BEGIN Dataset records
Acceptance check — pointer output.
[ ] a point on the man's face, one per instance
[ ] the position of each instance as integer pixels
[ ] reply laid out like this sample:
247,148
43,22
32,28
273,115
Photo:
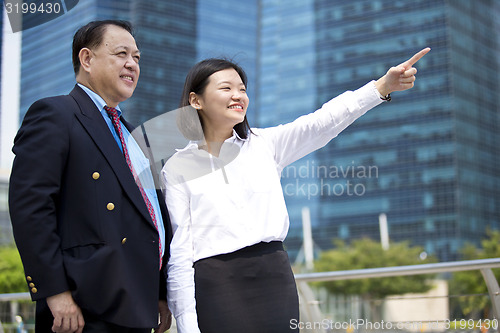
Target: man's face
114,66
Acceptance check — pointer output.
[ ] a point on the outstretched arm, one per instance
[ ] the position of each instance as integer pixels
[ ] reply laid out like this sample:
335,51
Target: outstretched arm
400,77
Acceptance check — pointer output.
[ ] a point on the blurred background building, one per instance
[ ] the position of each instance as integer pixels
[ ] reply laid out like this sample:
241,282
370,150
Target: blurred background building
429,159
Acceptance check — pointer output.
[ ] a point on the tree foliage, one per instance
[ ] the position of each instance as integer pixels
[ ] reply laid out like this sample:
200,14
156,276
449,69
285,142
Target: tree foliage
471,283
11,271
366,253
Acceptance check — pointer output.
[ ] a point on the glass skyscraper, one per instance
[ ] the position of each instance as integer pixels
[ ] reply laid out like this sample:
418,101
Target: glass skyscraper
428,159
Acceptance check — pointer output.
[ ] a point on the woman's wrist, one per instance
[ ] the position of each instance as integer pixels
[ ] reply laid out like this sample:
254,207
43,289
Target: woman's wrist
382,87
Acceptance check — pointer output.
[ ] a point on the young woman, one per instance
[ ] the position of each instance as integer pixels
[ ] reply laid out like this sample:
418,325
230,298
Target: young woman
END Dataset records
Required work:
Lines with "young" in the listing above: state how many there are, and nothing else.

Answer space:
2